#### Work to be completed
Convert the lines below into a two-column CSV with the headers "request" and "points", giving one row per request with its text and its answer, each in a single quoted field with any line breaks replaced by spaces. Include every request in the lines.

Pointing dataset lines

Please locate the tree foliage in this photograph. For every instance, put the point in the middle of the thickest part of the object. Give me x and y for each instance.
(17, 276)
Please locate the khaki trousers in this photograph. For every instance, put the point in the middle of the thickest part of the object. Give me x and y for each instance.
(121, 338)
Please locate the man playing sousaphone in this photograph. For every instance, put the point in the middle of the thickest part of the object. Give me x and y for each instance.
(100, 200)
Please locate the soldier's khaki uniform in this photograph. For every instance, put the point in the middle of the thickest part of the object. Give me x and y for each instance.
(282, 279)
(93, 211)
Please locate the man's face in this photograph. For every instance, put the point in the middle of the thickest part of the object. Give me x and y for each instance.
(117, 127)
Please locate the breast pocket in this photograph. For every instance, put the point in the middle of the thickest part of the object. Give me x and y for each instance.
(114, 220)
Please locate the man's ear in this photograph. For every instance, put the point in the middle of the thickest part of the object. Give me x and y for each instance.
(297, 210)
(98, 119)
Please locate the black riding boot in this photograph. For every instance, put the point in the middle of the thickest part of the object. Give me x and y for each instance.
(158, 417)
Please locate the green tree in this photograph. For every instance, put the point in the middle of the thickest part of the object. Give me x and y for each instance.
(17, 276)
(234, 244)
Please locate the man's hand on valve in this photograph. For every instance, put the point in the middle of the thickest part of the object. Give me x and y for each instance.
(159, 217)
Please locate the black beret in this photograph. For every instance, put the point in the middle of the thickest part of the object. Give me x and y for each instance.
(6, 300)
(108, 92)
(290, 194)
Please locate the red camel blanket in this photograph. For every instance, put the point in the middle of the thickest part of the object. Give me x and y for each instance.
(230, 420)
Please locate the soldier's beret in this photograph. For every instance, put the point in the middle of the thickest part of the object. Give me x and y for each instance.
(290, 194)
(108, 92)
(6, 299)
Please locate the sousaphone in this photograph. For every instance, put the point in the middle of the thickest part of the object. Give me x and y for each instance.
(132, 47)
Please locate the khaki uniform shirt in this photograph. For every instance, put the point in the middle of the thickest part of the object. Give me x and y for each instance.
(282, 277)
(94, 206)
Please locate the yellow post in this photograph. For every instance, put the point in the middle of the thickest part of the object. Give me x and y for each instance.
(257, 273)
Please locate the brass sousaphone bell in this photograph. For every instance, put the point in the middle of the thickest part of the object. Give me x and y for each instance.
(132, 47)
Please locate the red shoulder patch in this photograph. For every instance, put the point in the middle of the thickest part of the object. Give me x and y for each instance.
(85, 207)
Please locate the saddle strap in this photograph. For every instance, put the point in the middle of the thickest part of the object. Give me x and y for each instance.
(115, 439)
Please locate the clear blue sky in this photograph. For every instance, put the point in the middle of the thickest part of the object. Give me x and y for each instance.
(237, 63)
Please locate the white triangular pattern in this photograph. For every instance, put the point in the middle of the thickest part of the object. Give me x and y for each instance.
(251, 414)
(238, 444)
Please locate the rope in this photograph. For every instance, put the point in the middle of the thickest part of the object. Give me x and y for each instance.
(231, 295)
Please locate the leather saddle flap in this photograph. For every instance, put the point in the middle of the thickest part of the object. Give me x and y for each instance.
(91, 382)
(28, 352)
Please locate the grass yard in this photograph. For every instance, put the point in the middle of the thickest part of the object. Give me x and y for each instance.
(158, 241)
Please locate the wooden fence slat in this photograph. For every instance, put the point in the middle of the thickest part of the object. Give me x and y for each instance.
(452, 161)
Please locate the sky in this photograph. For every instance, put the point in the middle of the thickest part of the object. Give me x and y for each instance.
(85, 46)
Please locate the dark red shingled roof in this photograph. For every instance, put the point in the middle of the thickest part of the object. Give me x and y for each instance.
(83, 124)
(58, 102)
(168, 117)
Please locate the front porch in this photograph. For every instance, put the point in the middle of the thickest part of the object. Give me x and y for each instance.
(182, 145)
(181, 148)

#### Written solution
request,points
"Please locate the tree foliage in this photograph. For every instance, put the point in the middle of the thickest part of the object. Give me x and y for each instance.","(17, 276)"
"Please locate the khaki trousers in this photograph. For every instance, put the point in the middle of the thickest part of the object. Give me x and y for each instance.","(121, 338)"
"Please locate the man playing sousaphone in this photograph. For every instance, put the point in the middle of the thickest part of the object. Give me x and y for each instance.","(100, 200)"
"Please locate the soldier's khaki uniform in this photograph. For every instance, put the point in the middle of the thickest part of the object. Give me x and y for each instance.","(282, 279) (93, 211)"
"Please locate the man's face in this photograph. For every instance, put the point in the middle of the thickest part of the object. Give me x and y for each instance.","(117, 127)"
"Please locate the breast pocket in this photograph. For every instance, put the point in the middle of the thickest part of the object. Give me x and y for each instance.","(114, 220)"
"Please locate the man's ear in this photograph. For every instance, put the point in the middle of the thickest part of the object. Give me x and y for each instance.","(297, 210) (98, 119)"
"Please locate the black riding boot in this photograph. For every instance, put the point in the middle of the thickest part of the object. Give me x and y for each instance.","(158, 417)"
"Please locate the green tree in this photograph. For every instance, put the point in the middle of the thickest part of the object. Give me x and y for each instance.","(17, 276) (234, 244)"
"Please locate the man's hand on valve in this photograph. For every instance, put the point in the middle of the thickest part of the object. Give me x and y for each instance.","(159, 217)"
"Please locate the black beret in this photograph. For every instance, put the point in the middle of the thickest part of the object. Give me x and y for each instance.","(6, 300) (108, 92) (290, 194)"
"Please locate the red camel blanket in this photograph. For every instance, put the point in the middle of the thickest part of the object. Give me x and y for each instance.","(230, 420)"
"Please locate the soldier's beret in this photograph. For every instance, put the point in the middle of the thickest part of the object. Give me x and y for each instance.","(290, 194) (108, 92) (6, 299)"
"Please locate the sousaphone in this photograph. For every instance, put the point in the middle of the thickest part of the object. Give me x and y for each instance.","(132, 47)"
"Please locate the khaki uniform shirt in this photograph. For every instance, put the point in the middle of the thickest part of the object. Give me x and y for each instance.","(282, 277) (94, 206)"
"Please locate the yellow post in this photograph. For every instance, put the point in the middle of the thickest part of the object. Give me x and y for each instance.","(257, 273)"
"Please locate the brass sousaphone bell in this photograph. For every instance, put the point in the middle of the thickest part of the object. Give me x and y for each instance.","(132, 47)"
"Please locate the red shoulder patch in this photograph. For every instance, put the point in the middle of the thickest part of the object. Give me x and y for each instance.","(85, 207)"
"Please locate the saddle strap in this photograph. For every instance, put the point in the middle of the thickest part of the object. Give me x and y for each instance.","(115, 439)"
"Please locate the clear blue sky in this photograph. For every instance, put the point in the middle of the thickest part of the object. Give me x and y for each instance.","(237, 63)"
"Please locate the white triangular pattern in this photograph. For every instance, put the point in the middle of the thickest part of the object. Give me x and y for each instance.","(251, 414) (238, 444)"
"Please locate the rope in this photograph. For every instance, put the point in the middle of the thickest part of the object. Give me x and y for each instance.","(231, 295)"
"Please locate the leather saddle flap in this photograph. For every instance, put the point in the middle of the thickest part of the object. Give me x and y for each instance.","(91, 382) (28, 352)"
"Please locate the grass yard in this photograph. For every instance, put the point in the middle of the thickest part of the object. Give me x and y for each instance.","(158, 241)"
"Please locate the wooden fence slat in this photograph. For every instance, put the point in the middle of the thickest part of the object. Give me x and y for each instance.","(452, 161)"
"Please locate the sky in this photograph. For every instance, put the point in the middle of the thickest part of the object. Give me x and y for each instance.","(85, 46)"
"Please locate the dark red shingled roof in this photograph. For every instance, put the point in the middle of the thickest part of the object. Give me x and y for each instance.","(83, 124) (58, 102) (168, 117)"
"Please locate the front porch in this photograph. For every instance, put the point in the middle of the thickest part of the object. Give me x and y for each instance.","(182, 145) (181, 148)"